Instruction
Locate every line in the records that contains the string "machine", and copy each of those lines.

* start Provided data *

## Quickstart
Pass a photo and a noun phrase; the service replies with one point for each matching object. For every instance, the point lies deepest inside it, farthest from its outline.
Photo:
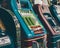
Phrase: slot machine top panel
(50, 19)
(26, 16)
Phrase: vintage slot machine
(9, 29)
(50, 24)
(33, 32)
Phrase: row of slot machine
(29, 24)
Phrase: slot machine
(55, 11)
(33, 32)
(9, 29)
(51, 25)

* end Provided data *
* start Provided data *

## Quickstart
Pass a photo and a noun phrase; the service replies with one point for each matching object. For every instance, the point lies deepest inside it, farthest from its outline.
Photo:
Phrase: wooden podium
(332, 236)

* end Provided data *

Response to this exercise
Phrase: slot machine top panel
Phrase: vintage slot machine
Phrase: row of slot machine
Phrase: slot machine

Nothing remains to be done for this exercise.